-- Objective --
Count the lines in the listing below that contain the string "tulip" (case counts), and reply with the number alone.
───
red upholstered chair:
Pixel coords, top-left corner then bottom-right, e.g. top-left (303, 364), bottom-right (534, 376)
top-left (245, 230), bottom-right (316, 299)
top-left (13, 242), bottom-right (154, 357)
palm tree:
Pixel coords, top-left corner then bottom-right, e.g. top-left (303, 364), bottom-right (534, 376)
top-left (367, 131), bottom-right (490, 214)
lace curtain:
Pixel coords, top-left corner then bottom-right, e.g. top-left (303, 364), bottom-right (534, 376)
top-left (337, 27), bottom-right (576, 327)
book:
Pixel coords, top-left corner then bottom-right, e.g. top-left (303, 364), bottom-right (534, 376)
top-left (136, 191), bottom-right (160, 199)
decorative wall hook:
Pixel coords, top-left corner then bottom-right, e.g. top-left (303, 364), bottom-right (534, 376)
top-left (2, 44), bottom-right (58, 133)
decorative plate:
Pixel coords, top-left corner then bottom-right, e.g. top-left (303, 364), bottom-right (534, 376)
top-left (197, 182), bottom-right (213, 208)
───
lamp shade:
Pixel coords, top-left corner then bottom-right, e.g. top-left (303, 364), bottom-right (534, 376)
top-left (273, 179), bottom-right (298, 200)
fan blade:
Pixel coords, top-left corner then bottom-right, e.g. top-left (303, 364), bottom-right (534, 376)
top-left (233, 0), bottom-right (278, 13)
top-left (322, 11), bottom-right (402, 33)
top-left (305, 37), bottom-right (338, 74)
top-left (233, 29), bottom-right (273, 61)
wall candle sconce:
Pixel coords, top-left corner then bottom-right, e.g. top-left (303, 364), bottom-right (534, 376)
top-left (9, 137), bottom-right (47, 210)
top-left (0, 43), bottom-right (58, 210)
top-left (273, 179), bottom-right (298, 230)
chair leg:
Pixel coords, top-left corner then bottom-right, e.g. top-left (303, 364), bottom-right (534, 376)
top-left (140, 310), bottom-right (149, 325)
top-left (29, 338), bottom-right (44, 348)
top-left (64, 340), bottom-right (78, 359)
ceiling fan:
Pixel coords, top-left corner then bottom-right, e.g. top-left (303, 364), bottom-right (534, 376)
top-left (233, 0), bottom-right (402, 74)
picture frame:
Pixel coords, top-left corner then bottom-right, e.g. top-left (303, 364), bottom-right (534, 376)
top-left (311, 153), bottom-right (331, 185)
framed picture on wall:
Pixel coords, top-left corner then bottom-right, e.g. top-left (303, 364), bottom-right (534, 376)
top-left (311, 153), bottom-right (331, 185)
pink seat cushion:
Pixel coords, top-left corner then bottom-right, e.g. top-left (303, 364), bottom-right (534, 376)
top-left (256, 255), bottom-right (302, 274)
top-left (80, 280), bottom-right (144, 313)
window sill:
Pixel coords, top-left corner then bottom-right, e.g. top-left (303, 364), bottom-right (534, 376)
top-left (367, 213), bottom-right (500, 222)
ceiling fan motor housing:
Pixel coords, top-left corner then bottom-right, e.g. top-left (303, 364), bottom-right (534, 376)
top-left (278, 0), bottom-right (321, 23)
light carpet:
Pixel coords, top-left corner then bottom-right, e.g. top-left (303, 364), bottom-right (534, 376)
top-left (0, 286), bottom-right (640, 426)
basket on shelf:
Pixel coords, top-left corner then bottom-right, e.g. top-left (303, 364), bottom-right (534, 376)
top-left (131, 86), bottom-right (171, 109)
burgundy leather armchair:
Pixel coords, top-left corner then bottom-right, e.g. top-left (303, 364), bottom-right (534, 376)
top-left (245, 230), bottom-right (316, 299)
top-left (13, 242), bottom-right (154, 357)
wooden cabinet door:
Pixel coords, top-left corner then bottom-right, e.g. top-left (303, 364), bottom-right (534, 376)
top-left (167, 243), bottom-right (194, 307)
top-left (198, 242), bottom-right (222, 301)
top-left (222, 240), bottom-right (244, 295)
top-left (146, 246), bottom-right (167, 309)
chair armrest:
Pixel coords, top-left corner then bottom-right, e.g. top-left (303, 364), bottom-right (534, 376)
───
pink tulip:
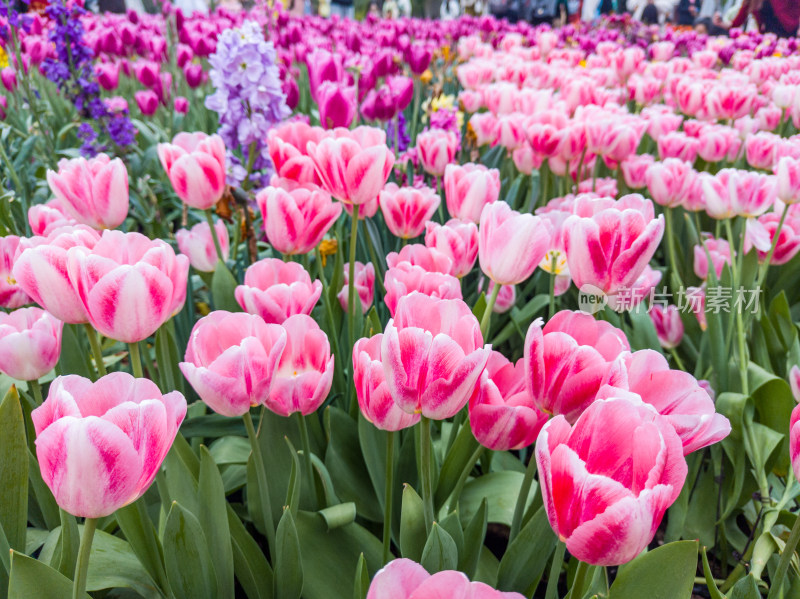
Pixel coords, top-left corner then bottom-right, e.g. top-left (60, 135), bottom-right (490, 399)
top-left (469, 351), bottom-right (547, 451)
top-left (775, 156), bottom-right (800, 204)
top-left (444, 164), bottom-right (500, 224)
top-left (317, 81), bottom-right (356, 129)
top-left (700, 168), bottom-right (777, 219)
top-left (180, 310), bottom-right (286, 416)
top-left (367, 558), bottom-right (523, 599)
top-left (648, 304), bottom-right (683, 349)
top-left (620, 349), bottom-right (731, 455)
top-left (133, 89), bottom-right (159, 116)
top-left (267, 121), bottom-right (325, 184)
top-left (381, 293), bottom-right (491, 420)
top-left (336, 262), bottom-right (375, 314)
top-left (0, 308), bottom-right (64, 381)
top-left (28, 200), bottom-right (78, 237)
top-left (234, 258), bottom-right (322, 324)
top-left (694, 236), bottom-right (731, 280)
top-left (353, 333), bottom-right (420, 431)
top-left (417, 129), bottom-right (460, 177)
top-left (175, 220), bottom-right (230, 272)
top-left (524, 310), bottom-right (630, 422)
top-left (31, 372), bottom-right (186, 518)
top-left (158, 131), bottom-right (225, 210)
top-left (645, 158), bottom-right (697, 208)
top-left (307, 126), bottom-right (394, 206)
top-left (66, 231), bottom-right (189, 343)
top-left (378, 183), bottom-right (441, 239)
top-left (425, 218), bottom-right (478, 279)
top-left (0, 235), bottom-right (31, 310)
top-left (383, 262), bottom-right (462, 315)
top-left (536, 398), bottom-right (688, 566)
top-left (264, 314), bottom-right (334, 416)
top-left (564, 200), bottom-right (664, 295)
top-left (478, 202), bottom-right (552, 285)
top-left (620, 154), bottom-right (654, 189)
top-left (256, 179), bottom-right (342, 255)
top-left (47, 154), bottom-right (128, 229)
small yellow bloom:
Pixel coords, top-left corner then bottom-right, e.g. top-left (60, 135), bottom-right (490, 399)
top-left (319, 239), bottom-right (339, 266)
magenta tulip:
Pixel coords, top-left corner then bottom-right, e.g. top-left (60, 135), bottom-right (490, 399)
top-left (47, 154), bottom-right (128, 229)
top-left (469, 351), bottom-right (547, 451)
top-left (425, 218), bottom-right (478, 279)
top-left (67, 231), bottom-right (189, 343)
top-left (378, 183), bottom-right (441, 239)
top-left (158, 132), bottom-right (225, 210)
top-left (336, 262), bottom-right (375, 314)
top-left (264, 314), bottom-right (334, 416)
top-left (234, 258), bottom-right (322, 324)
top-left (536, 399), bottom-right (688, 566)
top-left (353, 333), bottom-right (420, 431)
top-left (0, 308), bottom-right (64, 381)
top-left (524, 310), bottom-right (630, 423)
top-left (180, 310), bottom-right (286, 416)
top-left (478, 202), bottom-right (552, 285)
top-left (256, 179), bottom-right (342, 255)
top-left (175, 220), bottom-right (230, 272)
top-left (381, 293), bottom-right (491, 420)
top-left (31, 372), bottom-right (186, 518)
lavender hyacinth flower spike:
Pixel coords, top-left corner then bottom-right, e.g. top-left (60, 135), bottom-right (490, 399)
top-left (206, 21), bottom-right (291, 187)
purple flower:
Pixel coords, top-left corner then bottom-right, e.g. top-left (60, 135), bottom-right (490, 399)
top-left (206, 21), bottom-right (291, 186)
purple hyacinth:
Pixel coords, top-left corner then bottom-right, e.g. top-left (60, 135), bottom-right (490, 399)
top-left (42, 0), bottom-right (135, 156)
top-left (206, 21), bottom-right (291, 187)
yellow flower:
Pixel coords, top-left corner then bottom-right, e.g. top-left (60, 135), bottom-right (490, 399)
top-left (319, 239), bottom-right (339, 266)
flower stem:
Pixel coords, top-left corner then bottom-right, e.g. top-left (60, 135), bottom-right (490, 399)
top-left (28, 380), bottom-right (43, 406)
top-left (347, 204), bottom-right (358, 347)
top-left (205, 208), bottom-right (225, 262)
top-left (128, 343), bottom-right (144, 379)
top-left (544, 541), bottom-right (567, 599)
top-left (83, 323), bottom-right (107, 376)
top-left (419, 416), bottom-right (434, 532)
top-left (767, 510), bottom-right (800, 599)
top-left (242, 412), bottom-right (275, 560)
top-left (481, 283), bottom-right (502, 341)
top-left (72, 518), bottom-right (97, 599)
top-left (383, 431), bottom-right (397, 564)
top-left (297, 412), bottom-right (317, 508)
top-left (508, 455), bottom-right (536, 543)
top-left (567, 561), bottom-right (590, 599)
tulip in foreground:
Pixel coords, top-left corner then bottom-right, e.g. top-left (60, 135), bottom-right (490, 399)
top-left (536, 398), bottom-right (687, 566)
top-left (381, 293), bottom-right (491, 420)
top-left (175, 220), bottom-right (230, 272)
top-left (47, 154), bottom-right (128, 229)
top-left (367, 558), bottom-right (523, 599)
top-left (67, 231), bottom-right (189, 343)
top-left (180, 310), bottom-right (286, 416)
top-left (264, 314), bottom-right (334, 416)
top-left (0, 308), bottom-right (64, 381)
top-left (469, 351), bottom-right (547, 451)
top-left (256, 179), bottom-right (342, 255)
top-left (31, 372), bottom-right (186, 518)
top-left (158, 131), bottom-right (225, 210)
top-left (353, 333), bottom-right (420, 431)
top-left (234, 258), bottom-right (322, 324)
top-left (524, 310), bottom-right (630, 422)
───
-- Task response --
3